AVAILABLE DATA:
---+---

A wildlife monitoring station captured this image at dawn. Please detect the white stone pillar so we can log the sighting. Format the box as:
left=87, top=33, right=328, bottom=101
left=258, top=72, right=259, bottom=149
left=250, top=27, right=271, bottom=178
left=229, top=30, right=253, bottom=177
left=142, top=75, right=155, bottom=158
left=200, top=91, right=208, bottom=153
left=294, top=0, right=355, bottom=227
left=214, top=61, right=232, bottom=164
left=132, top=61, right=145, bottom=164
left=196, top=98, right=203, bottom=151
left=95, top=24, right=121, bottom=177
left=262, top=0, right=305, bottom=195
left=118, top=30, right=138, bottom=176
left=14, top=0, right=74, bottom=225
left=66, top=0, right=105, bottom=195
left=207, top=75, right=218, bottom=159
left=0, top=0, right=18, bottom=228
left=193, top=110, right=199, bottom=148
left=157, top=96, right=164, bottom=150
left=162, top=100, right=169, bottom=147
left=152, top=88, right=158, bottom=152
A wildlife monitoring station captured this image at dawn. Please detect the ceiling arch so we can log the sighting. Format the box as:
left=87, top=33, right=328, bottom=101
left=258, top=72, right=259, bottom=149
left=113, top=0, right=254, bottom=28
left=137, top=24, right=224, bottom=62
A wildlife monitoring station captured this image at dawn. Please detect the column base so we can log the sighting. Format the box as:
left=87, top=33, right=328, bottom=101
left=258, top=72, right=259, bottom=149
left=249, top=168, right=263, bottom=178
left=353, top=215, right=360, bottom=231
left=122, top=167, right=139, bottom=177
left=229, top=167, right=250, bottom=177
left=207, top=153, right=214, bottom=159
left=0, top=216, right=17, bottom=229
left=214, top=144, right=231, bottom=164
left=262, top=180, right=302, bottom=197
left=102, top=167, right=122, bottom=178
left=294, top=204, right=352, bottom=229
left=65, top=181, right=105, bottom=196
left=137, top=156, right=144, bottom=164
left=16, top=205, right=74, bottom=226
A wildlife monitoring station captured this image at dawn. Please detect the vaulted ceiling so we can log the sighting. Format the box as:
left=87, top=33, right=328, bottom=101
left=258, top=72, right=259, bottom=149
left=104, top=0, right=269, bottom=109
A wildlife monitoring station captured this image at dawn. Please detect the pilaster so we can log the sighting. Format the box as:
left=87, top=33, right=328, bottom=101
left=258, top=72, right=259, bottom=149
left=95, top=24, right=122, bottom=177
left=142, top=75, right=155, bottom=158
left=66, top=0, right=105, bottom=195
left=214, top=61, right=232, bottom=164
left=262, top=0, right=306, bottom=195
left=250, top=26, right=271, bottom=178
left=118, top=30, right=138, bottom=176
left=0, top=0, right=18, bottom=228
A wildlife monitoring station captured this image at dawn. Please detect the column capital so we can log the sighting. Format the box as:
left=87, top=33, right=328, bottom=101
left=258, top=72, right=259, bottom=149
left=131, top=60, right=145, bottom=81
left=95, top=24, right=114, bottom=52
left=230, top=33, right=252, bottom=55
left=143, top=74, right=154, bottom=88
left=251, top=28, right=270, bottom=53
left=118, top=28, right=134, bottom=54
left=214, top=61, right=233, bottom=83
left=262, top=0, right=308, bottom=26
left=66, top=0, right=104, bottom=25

---+---

WHAT TO PRODUCE: Among the records above, find the lines that contain "this" and copy every one.

EXERCISE RESPONSE:
A wildlife monitoring station captured this image at dawn. Please detect the white stone pillar so we can log the sighting. Format the box as:
A wildlife monitoring station captured this image at dawn. Please detect the ceiling arch so we can log the sighting. Format the box as:
A wildlife monitoring station captured this image at dawn. Please detect the column base so we can log the sighting. Format the box as:
A wildlife monitoring station captured this image at dawn. Please detect the vaulted ceiling so we can log the sighting. Format the box as:
A wildlife monitoring station captured this image at dawn. Please detect the pilaster so we can log the sighting. Format the box as:
A wildlife monitoring station captured this image at dawn. Please detect the column capital so we can log the sighting. Format the box as:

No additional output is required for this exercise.